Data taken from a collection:
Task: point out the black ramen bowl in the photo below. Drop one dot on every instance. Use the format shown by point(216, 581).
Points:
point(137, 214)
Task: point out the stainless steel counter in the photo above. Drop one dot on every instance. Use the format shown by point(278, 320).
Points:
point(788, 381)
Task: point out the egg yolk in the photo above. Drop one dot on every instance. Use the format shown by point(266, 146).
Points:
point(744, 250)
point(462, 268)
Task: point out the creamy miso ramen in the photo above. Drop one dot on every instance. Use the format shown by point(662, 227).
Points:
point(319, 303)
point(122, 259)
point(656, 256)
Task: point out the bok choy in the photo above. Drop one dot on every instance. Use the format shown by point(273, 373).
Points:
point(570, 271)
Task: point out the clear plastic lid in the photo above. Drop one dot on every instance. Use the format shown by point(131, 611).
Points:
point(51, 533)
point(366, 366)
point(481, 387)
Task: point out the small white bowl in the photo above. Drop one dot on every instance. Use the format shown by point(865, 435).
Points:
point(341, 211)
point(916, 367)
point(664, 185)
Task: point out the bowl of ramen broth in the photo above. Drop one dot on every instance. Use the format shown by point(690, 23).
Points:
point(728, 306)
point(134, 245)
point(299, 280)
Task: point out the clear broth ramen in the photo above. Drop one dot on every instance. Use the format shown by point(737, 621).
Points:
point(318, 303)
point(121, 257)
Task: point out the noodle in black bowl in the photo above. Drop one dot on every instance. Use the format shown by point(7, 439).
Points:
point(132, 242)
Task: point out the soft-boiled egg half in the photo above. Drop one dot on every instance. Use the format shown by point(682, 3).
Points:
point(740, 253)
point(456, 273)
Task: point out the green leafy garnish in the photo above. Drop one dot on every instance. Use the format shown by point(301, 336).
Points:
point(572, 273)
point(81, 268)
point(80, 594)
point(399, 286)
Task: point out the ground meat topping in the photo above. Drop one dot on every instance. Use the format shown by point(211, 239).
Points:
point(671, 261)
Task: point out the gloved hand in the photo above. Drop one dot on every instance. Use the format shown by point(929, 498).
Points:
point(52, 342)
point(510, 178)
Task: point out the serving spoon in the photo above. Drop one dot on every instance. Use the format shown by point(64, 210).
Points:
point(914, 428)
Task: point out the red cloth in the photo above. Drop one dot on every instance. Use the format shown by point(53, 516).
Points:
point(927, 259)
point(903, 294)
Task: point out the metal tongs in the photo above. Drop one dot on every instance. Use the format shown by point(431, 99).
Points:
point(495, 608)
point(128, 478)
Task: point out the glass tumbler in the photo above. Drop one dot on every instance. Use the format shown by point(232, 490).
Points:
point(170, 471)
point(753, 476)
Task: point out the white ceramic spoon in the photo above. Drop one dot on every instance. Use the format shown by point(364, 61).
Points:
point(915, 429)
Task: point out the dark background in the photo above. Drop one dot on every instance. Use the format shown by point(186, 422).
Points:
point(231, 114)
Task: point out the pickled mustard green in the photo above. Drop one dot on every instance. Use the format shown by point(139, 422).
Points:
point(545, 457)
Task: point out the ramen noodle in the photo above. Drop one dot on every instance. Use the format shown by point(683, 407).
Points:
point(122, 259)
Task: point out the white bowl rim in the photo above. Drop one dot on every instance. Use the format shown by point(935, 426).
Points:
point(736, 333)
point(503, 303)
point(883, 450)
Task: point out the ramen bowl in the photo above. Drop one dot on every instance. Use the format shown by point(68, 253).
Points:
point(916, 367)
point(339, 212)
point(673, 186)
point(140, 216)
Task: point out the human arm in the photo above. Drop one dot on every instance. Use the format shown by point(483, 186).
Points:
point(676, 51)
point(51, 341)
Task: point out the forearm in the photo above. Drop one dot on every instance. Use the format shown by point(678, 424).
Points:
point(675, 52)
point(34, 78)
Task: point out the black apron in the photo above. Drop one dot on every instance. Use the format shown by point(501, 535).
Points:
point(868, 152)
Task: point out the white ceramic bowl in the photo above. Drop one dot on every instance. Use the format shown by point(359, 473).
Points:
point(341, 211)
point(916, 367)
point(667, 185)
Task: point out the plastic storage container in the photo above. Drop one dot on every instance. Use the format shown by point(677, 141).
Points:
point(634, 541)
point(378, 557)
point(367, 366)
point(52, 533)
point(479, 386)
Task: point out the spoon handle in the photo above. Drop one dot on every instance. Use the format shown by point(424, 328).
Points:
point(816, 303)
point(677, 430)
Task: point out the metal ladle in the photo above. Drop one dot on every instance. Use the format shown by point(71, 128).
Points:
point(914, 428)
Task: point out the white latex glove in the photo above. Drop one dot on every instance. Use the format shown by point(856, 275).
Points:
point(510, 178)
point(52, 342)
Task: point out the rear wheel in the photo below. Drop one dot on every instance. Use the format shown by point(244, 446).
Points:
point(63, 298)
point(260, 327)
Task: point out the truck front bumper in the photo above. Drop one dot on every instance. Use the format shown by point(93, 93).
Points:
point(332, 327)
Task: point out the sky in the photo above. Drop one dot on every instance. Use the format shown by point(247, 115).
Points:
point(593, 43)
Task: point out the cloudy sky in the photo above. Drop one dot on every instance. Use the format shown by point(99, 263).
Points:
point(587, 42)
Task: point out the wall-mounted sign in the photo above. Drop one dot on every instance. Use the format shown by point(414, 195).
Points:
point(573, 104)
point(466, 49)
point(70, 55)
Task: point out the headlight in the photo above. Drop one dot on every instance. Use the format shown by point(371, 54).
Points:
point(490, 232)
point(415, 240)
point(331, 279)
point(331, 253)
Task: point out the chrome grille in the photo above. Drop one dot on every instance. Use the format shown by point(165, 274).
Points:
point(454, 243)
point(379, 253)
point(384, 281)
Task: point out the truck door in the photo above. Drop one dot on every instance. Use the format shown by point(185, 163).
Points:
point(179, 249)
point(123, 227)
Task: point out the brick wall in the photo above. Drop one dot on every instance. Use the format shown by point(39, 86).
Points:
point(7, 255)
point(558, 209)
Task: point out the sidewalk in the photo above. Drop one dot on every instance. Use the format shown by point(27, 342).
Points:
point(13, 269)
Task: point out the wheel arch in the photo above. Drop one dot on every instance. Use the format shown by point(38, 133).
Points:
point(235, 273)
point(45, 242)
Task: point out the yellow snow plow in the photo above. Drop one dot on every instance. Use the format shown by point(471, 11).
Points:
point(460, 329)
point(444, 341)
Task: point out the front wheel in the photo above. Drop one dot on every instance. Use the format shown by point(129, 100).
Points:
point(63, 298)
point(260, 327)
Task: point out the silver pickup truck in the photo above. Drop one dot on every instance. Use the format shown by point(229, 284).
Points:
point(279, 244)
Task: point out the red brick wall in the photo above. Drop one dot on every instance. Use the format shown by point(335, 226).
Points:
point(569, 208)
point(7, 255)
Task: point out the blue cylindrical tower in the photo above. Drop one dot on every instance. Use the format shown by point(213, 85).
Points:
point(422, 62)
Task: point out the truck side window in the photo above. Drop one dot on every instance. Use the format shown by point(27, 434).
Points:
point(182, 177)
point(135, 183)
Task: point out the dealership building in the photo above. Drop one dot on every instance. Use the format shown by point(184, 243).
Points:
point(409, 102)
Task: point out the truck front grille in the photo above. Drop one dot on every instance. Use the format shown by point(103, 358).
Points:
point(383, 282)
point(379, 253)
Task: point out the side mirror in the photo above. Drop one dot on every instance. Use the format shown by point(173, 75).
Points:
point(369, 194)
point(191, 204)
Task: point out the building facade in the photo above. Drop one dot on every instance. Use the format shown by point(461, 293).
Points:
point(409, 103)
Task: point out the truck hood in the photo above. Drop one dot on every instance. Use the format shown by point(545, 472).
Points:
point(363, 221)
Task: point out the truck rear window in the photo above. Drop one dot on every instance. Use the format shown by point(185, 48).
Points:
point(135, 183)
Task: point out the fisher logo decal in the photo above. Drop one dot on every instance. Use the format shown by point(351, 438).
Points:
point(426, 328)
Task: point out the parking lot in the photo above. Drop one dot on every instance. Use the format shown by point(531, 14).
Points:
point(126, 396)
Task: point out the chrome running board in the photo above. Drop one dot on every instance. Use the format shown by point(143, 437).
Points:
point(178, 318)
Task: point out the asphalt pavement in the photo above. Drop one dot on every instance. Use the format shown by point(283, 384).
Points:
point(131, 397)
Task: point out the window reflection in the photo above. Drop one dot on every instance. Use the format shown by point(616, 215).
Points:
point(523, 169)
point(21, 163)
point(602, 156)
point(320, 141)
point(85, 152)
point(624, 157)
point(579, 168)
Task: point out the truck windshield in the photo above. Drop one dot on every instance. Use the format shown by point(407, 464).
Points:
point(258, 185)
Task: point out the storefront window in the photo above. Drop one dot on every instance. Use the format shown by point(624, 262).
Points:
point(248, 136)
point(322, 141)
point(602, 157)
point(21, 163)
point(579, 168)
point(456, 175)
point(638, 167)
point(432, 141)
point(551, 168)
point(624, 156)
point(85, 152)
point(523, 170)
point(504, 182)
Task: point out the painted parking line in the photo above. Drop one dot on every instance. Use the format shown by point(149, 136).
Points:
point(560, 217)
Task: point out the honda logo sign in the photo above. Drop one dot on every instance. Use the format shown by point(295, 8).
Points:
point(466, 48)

— Aim of the exercise —
Can you lay out the data from the start through the line containing "point(788, 381)" as a two-column CSV with the columns instruction and response, one row for each instruction? Put each field in double quotes and replace any line breaks with spaces.

— Result —
instruction,response
"Task: point out the black ramen bowl in the photo below. Drop one dot on every instance. Use the format shown by point(216, 581). Points:","point(137, 214)"
"Task: point out the stainless steel counter in the photo above. Drop one dot on every instance. Use the format shown by point(278, 320). Points:","point(788, 381)"